__Instruction A__. Pick out every line in the listing below that contains the word "snow", and copy each of those lines.

Back in Amsterdam, Sal joined a group of survivors, called the Magen David Club. He met Nettie Blitz, a strong, beautiful woman who had also survived the war in hiding, thanks to Walter Süskind. She was the first person in a long time that Sal trusted. In 1954, Sal and Nettie were married. They had two sons, who now live in Israel with their families.

For years, Sal never stopped hoping that his parents, his two brothers, and his sister were still alive. He searched endlessly through hundreds of documents and microfilm records. Sal discovered that all of them had been rounded up in the notorious Nazi razzias and deported to concentration camps where they died.

Eventually. Sal found these Red Cross records:
            9.30.1942: Sal’s brother, Louis, died in Auschwitz.
            3.31.1943: Sal’s father, Philip, died in Auschwitz.
            4.2.1943: Sal’s mother, Rachel, and his sister, Tinie, died in Sobibor.

            4.30.1943: Sal’s brother, Daniel, died in Auschwitz.

For the rest of his life, Sal remained haunted by his memories. He carried the burden of survivor’s guilt: that he escaped the worst while his family suffered and died.

Salomon Kool died in Amsterdam on April 18, 2011. He was 83 years old.

The Boy Behind the Door is enlightening and easily accessible for readers of all ages. You can learn more about Salomon Kool in a 2005 documentary film, Secret Courage: The Walter Süskind Story, where Sal and other children describe how Süskind saved them.

For me, the son of a cantor and WWII veteran, who grew up seeing numbers tattooed on numerous arms, sharing this story has reminded me of a collective mission to always remember.

As Sal said, “You will come over it, but you never forget it. You live with it, and you go dying with it. And you never forget.”

__Extracted material__.

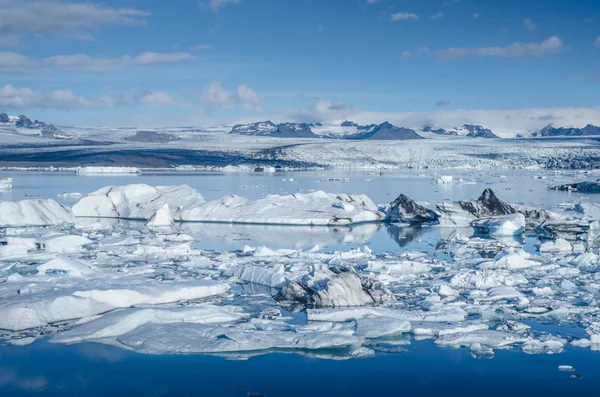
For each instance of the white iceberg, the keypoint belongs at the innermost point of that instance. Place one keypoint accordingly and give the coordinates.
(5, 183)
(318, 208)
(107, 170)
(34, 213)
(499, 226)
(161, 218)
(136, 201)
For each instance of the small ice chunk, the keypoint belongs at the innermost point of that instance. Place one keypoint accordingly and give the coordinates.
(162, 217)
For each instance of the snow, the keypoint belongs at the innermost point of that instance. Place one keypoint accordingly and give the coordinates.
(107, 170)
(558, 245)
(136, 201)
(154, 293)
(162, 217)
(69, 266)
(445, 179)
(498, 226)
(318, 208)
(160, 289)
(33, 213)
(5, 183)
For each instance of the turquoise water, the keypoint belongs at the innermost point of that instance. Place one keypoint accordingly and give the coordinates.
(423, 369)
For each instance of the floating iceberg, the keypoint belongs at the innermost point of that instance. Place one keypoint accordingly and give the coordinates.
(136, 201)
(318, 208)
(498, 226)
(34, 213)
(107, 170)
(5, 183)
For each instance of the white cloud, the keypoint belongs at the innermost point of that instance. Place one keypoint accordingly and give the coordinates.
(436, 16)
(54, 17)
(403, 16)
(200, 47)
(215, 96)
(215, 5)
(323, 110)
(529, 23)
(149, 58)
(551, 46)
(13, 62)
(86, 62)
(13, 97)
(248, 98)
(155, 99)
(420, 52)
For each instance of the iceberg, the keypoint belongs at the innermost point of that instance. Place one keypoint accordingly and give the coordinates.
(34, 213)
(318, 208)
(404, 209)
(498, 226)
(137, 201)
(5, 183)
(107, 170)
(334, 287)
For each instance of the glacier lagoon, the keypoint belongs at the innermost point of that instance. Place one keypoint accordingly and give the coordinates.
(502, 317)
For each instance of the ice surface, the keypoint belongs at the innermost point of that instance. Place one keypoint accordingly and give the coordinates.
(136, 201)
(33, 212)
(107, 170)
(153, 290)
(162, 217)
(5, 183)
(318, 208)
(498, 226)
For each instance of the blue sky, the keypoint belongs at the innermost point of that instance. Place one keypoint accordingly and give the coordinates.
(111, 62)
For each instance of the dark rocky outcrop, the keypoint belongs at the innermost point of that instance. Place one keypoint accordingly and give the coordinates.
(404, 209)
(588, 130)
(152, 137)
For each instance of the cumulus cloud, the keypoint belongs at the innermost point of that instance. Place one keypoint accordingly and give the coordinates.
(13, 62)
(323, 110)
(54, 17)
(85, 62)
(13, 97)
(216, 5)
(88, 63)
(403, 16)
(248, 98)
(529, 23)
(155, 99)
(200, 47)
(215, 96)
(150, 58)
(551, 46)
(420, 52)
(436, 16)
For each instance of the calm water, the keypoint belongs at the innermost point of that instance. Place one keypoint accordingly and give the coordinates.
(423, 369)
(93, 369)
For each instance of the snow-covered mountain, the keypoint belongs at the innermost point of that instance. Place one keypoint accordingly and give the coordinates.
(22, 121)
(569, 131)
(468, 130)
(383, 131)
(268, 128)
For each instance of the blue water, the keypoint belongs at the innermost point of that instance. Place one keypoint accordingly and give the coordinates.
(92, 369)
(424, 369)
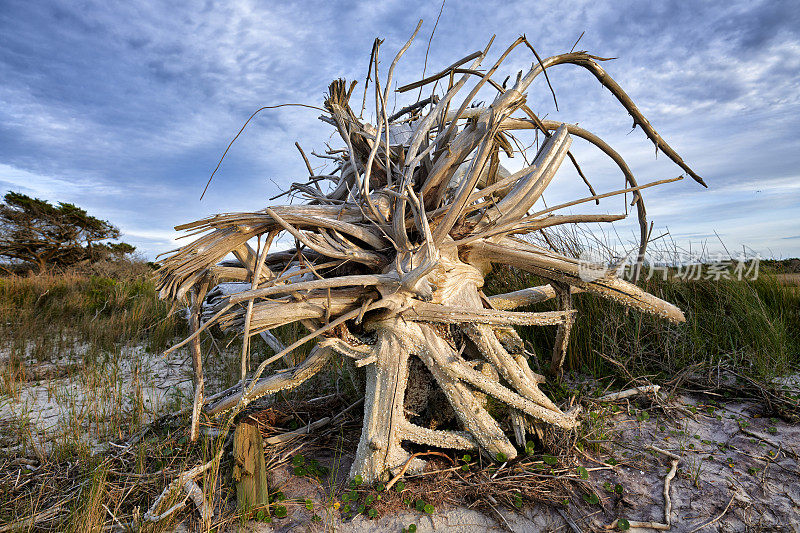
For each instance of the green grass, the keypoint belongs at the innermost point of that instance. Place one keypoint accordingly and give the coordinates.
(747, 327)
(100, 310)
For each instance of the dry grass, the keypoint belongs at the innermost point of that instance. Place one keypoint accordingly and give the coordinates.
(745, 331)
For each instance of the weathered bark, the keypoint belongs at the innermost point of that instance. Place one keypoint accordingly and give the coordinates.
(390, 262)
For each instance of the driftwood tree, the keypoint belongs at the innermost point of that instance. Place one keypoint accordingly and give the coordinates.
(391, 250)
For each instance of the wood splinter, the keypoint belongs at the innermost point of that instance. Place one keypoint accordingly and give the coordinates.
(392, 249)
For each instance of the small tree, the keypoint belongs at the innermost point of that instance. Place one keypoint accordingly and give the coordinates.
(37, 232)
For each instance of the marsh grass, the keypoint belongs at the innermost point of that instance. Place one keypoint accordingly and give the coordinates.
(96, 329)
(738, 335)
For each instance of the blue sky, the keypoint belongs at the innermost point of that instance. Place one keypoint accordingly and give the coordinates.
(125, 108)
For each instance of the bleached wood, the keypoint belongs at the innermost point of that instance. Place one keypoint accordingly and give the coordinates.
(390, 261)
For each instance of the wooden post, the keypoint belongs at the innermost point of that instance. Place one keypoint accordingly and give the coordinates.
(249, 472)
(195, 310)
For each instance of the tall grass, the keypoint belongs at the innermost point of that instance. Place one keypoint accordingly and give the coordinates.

__Instruction B__. Write out, word for word, the part of the passage about Salomon Kool above between "For the rest" and "Süskind saved them.", inclusive.

__Right answer A__.
For each instance of the snow, the keypoint belongs at the innermost point of that instance. Place one keypoint accordingly and give the coordinates.
For each instance of the snow-covered mountain, the keypoint belongs at the innermost point of that instance. Place one keypoint accordingly and give the coordinates.

__Right answer B__.
For the rest of his life, Sal remained haunted by his memories. He carried the burden of survivor’s guilt: that he escaped the worst while his family suffered and died.

Salomon Kool died in Amsterdam on April 18, 2011. He was 83 years old.

The Boy Behind the Door is enlightening and easily accessible for readers of all ages. You can learn more about Salomon Kool in a 2005 documentary film, Secret Courage: The Walter Süskind Story, where Sal and other children describe how Süskind saved them.